:: Source

Star Gas Resets Record Date for Rights Offering and Will Further Adjourn Special Meeting of Unitholders.
The new Soros Group proposal includes, among other things, a proposed tender offer by the Soros Group for up to 15 million common units at a price of $3.00 per unit. The new Soros Group proposal contemplates a $67.5 million rights offering to Star's common unitholders at a price of $2.25 per common unit, with the common units purchased by the Soros Group through the tender offer being eligible to participate in the rights offering and the Soros Group providing a standby commitment to backstop the entire rights offering. Additional information relating to the new Soros Group proposal was contained in Star's press release issued earlier today.
The board of directors (the "Board") of Star's general partner, Star Gas, LLC, will be reviewing and evaluating the new Soros Group proposal in the near future, and after such review will publicly announce by press release the Board's determination as to whether the new Soros Group proposal constitutes a "Superior Proposal" under the terms of the existing Kestrel Unit Purchase Agreement, as amended.

::::

[Directive] Carry on the Star Gas press release from the point where it ends.

:: Material provided

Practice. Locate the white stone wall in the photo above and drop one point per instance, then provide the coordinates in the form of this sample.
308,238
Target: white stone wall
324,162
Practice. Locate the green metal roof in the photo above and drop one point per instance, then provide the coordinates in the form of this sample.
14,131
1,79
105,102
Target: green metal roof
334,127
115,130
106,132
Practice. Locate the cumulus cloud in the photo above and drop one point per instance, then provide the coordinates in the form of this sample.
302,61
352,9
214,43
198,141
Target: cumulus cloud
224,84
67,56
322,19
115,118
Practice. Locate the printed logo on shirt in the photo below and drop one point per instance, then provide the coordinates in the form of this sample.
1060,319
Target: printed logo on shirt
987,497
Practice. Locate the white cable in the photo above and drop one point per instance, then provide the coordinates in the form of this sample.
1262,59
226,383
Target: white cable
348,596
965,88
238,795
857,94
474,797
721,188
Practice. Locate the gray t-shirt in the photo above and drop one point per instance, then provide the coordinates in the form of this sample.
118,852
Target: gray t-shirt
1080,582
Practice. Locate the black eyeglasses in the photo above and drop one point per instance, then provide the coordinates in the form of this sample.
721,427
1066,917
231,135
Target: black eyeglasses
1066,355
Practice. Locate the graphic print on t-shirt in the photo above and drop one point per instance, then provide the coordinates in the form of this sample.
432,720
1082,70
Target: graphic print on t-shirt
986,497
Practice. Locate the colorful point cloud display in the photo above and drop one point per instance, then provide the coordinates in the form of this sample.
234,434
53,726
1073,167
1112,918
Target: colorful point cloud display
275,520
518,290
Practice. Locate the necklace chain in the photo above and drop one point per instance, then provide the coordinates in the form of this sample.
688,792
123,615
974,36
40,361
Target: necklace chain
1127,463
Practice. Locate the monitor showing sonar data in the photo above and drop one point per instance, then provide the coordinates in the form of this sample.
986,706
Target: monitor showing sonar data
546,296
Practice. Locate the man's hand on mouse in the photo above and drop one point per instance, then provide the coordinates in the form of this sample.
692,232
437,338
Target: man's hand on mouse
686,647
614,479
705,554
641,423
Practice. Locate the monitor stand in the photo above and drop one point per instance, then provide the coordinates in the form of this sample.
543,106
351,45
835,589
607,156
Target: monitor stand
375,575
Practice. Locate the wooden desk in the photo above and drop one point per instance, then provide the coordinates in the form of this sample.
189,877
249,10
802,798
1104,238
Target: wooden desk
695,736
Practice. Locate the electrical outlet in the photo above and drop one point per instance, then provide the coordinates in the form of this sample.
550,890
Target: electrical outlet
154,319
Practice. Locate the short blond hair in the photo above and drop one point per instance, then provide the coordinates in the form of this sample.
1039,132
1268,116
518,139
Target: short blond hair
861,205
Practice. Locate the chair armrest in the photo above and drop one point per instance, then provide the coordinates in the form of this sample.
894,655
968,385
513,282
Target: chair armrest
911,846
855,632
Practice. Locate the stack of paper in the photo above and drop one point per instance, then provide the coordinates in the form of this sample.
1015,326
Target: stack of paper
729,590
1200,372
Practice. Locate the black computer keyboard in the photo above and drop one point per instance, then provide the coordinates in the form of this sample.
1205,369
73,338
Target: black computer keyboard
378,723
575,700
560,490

::::

[Written response]
As previously announced, Star does not have the ability to delay the special meeting of unitholders past the record date for the rights offering without Kestrel's consent. Kestrel advised the Partnership that it would not grant such consent, and accordingly the Board determined to reset the record date for the rights offering and adjourn the special meeting. Under rules of the New York Stock Exchange, the rights offering is required to be open for a minimum of 16 days, and accordingly the Partnership does not expect to be in a position to further delay the date of the adjourned special meeting without Kestrel's consent, which Star does not anticipate obtaining. Pursuant to the Kestrel Unit Purchase Agreement, as amended, the Board retains the ability to consider unsolicited proposals, and determine that such proposals are "Superior Proposals", after the date of the special meeting of unitholders and to terminate the Kestrel Unit Purchase Agreement in order to accept a superior proposal.
As previously announced on March 16, 2006, the Kestrel Unit Purchase Agreement, as amended by the Contingent Amendment, provides for, among other things: the receipt by the Partnership of $56.25 million in new equity financing through the issuance to Kestrel of 7,500,000 common units at $2.25 per unit for an aggregate of $16.875 million and the issuance of an additional 17,500,000 common units in a rights offering to Star's common unitholders at an exercise price of $2.25 per unit for an aggregate of $39.735 million. The rights in the Kestrel transaction agreements are non-transferable, and Kestrel has agreed to buy any common units not subscribed for in the rights offering. Pursuant to the Kestrel transaction, Kestrel Heat, LLC, a wholly owned subsidiary of Kestrel, would become the new general partner of the Partnership.
The agreements relating to the Kestrel transaction can be found as exhibits to the Partnership's Form 8-K, filed on December 5, 2005. The Partnership has also filed additional proxy materials relating to the Kestrel transaction on January 24, 2006, March 1, 2006, March 13, 2006 and March 17, 2006.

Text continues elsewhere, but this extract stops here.